[What needs to be done] Pull out every line of the entries below that contains the word "grass", copying each of those lines in full.

(Entries from an annotation dataset)
◆ ◆ ◆ ◆ ◆ ◆ ◆
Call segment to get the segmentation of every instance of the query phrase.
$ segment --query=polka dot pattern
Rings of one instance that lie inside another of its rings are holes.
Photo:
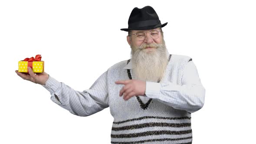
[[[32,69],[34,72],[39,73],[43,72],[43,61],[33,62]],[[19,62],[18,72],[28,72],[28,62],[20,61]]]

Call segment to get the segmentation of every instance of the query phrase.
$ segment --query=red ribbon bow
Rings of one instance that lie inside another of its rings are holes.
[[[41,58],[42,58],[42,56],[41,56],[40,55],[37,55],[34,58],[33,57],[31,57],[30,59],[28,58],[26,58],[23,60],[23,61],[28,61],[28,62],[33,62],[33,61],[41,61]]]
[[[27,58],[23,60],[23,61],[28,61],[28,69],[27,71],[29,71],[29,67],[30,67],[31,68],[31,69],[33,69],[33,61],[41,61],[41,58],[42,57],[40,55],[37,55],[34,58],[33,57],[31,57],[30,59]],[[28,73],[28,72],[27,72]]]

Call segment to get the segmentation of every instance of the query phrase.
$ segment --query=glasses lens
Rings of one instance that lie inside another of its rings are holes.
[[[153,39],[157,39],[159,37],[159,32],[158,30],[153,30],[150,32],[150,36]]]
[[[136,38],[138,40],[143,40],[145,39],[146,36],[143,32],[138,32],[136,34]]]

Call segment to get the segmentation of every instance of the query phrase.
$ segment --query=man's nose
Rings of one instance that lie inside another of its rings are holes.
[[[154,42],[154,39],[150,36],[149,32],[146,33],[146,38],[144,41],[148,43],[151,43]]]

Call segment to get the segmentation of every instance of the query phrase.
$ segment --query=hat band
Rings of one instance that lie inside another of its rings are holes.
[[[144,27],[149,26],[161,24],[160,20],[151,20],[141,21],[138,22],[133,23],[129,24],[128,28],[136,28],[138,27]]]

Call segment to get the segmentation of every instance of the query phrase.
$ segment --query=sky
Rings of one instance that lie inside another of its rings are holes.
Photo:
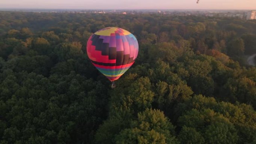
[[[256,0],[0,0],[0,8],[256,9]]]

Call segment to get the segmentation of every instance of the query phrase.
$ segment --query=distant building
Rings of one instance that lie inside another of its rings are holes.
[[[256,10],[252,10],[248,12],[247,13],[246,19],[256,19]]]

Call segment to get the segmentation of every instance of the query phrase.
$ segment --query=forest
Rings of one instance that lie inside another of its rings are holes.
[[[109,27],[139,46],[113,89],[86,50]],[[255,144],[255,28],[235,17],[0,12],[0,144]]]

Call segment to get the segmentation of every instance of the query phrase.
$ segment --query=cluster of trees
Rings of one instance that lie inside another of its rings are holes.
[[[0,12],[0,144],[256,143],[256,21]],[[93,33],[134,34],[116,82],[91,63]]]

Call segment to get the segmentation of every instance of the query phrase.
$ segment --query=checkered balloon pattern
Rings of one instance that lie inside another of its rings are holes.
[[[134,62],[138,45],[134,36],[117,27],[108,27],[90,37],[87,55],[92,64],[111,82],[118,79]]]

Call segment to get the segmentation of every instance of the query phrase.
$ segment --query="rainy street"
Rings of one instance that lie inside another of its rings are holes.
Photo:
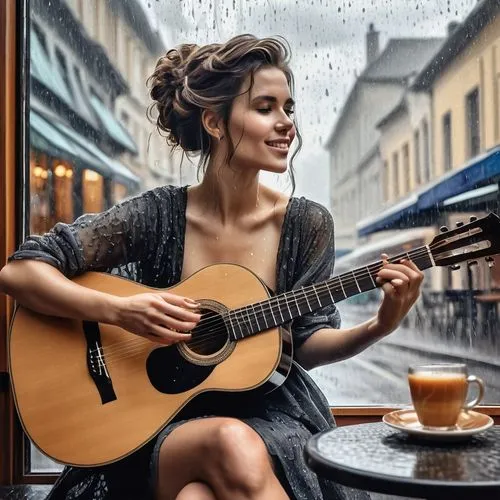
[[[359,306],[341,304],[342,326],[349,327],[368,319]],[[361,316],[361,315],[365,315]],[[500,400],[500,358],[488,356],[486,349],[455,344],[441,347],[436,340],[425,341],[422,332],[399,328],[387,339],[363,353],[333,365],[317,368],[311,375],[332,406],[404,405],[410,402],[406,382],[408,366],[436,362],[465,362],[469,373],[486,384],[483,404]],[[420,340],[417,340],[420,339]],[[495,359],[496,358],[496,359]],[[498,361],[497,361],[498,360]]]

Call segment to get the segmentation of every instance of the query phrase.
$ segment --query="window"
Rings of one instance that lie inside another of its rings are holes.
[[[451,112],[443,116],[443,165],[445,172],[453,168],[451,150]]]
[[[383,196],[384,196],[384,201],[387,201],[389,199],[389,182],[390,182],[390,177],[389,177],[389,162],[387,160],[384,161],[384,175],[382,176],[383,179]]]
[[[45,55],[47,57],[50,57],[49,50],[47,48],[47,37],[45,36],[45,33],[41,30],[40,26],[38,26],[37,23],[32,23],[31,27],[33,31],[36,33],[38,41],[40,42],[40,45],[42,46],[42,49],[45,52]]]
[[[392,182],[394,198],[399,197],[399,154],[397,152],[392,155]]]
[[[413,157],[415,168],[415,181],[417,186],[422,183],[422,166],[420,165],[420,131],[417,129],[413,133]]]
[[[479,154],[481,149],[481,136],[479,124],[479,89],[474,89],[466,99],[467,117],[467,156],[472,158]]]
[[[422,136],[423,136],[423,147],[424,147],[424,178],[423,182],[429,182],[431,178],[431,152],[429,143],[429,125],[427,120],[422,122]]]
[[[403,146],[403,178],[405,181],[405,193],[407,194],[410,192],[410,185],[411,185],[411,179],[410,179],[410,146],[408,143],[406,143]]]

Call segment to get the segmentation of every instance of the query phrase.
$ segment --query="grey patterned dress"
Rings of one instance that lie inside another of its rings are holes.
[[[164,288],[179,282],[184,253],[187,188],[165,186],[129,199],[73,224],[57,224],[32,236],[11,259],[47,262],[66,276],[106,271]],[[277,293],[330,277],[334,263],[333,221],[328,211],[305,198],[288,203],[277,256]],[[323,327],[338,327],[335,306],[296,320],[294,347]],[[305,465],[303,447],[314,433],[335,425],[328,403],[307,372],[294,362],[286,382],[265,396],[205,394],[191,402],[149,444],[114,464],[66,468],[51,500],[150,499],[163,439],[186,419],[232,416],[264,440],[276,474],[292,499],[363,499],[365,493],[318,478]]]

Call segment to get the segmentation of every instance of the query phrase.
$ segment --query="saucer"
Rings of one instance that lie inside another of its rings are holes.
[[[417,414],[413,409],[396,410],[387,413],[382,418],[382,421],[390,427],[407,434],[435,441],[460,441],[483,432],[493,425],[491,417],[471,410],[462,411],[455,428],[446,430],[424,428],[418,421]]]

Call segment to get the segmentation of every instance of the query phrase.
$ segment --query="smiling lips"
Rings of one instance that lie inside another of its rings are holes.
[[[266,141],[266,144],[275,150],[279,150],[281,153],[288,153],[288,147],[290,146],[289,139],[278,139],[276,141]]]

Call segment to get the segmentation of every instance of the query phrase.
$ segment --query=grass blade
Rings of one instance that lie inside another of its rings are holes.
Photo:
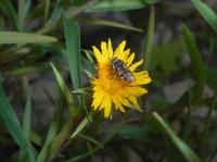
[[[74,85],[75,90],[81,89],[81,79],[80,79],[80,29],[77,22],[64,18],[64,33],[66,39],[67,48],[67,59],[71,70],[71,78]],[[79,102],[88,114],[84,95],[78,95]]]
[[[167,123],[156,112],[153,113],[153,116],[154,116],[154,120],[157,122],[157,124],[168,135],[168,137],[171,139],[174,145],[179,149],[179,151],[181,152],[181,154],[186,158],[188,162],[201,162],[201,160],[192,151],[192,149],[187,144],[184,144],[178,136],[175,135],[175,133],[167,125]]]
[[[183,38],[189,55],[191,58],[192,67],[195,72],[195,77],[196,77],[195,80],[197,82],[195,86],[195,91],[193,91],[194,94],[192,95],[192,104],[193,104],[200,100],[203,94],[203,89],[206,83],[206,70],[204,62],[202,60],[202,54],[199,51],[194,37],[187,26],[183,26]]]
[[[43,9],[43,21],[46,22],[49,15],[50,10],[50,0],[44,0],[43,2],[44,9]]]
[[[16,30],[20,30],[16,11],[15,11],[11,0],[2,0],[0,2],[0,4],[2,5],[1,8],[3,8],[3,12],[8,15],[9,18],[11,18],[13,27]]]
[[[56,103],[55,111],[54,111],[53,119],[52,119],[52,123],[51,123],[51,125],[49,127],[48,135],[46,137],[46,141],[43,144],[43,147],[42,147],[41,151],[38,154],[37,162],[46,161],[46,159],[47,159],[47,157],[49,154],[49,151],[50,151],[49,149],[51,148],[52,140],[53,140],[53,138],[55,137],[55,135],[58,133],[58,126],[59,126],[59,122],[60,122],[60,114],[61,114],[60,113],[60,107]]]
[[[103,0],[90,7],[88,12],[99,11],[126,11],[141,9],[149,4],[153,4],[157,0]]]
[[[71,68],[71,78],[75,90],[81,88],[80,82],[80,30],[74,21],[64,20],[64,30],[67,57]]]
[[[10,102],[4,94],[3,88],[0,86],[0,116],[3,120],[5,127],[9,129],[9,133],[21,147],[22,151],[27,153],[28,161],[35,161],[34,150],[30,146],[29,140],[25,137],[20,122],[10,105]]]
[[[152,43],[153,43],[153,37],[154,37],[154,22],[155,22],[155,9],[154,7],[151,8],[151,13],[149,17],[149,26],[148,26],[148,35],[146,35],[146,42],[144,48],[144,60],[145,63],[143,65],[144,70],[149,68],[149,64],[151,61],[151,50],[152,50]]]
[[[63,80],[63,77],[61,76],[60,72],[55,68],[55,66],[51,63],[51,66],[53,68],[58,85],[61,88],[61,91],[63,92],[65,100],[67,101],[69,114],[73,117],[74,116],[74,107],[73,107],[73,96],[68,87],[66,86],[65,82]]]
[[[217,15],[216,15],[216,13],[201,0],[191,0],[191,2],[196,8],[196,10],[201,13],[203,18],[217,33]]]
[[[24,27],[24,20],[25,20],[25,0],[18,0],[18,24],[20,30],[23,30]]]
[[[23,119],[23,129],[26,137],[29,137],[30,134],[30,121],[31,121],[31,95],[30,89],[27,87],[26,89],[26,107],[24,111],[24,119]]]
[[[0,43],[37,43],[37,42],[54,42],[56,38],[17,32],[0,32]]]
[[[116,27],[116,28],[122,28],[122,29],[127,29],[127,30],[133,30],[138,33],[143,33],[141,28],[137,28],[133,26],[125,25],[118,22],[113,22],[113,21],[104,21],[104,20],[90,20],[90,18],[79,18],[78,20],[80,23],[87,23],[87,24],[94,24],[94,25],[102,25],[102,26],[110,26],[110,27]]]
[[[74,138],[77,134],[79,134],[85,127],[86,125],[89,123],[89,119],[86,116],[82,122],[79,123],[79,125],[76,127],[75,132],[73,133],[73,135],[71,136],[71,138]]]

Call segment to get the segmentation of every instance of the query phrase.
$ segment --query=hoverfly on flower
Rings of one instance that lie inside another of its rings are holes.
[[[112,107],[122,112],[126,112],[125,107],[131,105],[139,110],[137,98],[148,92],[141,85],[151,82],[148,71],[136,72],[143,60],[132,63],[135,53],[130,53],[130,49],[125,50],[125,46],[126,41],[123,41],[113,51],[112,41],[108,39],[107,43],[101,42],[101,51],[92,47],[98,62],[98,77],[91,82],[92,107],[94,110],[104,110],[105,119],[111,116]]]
◆ ◆ ◆ ◆ ◆ ◆ ◆
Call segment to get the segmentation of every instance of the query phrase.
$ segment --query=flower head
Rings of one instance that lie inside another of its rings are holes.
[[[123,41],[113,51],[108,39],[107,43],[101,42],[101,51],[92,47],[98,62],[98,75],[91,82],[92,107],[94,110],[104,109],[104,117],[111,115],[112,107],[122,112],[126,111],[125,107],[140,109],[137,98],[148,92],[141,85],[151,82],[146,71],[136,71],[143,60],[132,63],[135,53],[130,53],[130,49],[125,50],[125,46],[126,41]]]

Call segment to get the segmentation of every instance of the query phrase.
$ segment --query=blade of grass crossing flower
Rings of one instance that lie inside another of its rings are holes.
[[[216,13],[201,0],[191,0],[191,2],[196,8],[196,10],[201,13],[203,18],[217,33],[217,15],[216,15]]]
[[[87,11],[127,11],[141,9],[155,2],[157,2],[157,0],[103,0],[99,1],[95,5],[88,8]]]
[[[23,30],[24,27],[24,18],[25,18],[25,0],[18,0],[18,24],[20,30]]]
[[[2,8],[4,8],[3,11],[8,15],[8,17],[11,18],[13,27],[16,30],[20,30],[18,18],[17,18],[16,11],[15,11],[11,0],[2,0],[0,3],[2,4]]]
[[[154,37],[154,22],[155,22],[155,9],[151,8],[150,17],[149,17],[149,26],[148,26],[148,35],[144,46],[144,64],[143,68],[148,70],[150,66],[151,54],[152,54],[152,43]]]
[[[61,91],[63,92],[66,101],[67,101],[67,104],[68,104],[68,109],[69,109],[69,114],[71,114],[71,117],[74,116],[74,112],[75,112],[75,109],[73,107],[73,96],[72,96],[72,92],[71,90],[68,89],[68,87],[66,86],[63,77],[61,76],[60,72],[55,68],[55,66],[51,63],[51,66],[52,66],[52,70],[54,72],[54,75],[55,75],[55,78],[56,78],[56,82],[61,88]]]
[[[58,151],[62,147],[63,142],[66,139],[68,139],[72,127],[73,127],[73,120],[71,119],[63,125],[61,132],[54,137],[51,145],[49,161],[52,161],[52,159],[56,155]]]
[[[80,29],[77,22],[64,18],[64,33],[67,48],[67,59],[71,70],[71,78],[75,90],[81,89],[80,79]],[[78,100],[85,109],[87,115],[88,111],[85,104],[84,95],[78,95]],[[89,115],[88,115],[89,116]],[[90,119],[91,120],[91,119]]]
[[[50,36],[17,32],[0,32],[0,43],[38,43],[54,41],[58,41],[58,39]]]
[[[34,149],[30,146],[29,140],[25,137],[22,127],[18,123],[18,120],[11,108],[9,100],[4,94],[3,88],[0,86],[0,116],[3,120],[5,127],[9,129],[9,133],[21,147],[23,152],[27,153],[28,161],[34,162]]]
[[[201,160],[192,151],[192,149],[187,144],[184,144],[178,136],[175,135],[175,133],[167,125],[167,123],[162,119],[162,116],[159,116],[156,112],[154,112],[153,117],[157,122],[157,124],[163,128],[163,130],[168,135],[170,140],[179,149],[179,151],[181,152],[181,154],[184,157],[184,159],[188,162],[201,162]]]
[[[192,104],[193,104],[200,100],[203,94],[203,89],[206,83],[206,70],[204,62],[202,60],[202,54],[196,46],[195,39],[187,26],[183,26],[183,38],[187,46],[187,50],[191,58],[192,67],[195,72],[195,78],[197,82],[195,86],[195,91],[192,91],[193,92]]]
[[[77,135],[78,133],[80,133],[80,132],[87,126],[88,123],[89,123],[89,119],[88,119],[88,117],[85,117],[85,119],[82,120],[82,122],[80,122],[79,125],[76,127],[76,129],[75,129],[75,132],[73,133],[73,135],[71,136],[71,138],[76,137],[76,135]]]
◆ ◆ ◆ ◆ ◆ ◆ ◆
[Exercise solution]
$ segment --query=grass blade
$ segment --query=blade of grass crossing flower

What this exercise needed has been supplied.